*** RECORDED DATA ***
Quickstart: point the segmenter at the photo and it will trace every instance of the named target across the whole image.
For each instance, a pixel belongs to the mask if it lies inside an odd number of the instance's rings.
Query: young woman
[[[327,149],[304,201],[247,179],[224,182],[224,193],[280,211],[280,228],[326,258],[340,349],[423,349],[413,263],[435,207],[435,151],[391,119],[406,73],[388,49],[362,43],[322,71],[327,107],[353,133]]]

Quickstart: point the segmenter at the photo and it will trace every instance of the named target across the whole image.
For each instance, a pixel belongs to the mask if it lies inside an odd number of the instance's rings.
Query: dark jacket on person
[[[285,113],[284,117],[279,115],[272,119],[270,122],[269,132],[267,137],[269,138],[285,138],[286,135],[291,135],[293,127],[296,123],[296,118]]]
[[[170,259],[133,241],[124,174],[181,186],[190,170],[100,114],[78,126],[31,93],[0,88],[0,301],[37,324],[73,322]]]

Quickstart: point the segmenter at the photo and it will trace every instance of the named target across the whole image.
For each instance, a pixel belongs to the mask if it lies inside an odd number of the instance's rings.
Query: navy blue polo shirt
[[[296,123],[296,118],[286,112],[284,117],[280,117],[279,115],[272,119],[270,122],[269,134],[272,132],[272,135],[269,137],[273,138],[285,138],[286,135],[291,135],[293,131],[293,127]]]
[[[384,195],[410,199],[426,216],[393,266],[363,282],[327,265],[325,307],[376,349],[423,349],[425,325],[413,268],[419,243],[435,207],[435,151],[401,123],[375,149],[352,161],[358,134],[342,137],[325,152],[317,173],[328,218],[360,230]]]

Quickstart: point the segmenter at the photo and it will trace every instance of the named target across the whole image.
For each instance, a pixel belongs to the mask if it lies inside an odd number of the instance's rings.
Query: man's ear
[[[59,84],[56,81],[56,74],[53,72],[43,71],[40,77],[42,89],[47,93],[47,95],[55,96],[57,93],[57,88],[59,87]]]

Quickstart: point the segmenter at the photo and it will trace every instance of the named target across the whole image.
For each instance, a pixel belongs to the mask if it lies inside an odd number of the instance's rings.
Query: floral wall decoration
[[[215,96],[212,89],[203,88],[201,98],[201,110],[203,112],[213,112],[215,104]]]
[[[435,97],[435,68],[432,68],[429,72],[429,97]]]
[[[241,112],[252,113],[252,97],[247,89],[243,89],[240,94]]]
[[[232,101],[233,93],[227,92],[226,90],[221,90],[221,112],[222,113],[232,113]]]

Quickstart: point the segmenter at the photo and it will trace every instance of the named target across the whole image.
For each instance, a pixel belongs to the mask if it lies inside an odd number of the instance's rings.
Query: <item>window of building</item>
*** End of RECORDED DATA ***
◆ **WHAT TO WORK ON**
Above are some records; repeat all of them exactly.

◆ **WRITTEN REPLY**
Quickstart: point the segmenter at the photo and it will trace every instance of the named target across the whole image.
For each instance, a pixel belongs to the mask if it lies inside an odd number of the instance's rings.
Query: young woman
[[[327,149],[304,201],[247,179],[224,182],[224,193],[280,211],[280,228],[326,258],[340,349],[423,349],[413,263],[435,207],[435,151],[391,119],[406,73],[388,49],[362,43],[322,71],[327,107],[353,133]]]

Quickstart: point the segmenter at the photo and it will trace every instance of the named target across the whole image.
For each instance, a pixel belongs to the mask if it lies inside an odd number of the instance's rings.
Query: dark jacket on person
[[[285,113],[284,117],[279,115],[272,119],[270,122],[269,132],[267,137],[269,138],[285,138],[286,135],[291,135],[293,127],[296,123],[296,118]]]
[[[170,259],[133,241],[124,174],[181,186],[190,170],[100,114],[78,126],[31,93],[0,88],[0,301],[37,324],[73,322]]]

Quickstart: point the segmenter at the photo and it will trace every instance of the named target across the whole image.
For each instance, a pixel belongs to the mask if it lies inside an odd number of the instance's rings.
Query: navy blue polo shirt
[[[296,123],[296,118],[286,112],[284,117],[280,117],[279,115],[272,119],[270,122],[269,134],[272,132],[272,135],[269,137],[273,138],[285,138],[286,135],[291,135],[293,131],[293,127]]]
[[[384,195],[410,199],[426,216],[393,266],[363,282],[327,265],[325,307],[376,349],[423,349],[425,325],[413,268],[419,243],[435,207],[435,151],[401,123],[375,149],[352,161],[358,134],[342,137],[325,152],[317,173],[328,218],[360,230]]]

Quickstart: point the segmenter at the photo and it will trace every instance of the named target across the whole image.
For each instance, a pixel belongs to the mask if it lies inside an odd number of the instance's rings.
Query: man's ear
[[[59,84],[56,81],[56,74],[53,72],[43,71],[40,77],[42,89],[47,93],[47,95],[55,96],[57,93],[57,88],[59,87]]]

Quickstart: point the segmenter at the photo and it will trace every instance of the named target across the whole image.
For each instance, a pixel belongs to the mask if it lies inside an odd number of the instance's rings.
Query: floral wall decoration
[[[215,96],[212,89],[203,88],[201,98],[201,110],[203,112],[213,112],[215,104]]]
[[[435,97],[435,68],[432,68],[429,72],[429,97]]]
[[[241,112],[252,113],[252,97],[247,89],[243,89],[240,94]]]
[[[232,101],[233,93],[227,92],[226,90],[221,90],[221,112],[222,113],[232,113]]]

Quickstart: point the segmenter at the photo and it will trace every instance of the named target across the whole image.
For each instance, a pixel belongs to the mask if it lies inside an odd number of the instance's rings.
Query: <item>window of building</item>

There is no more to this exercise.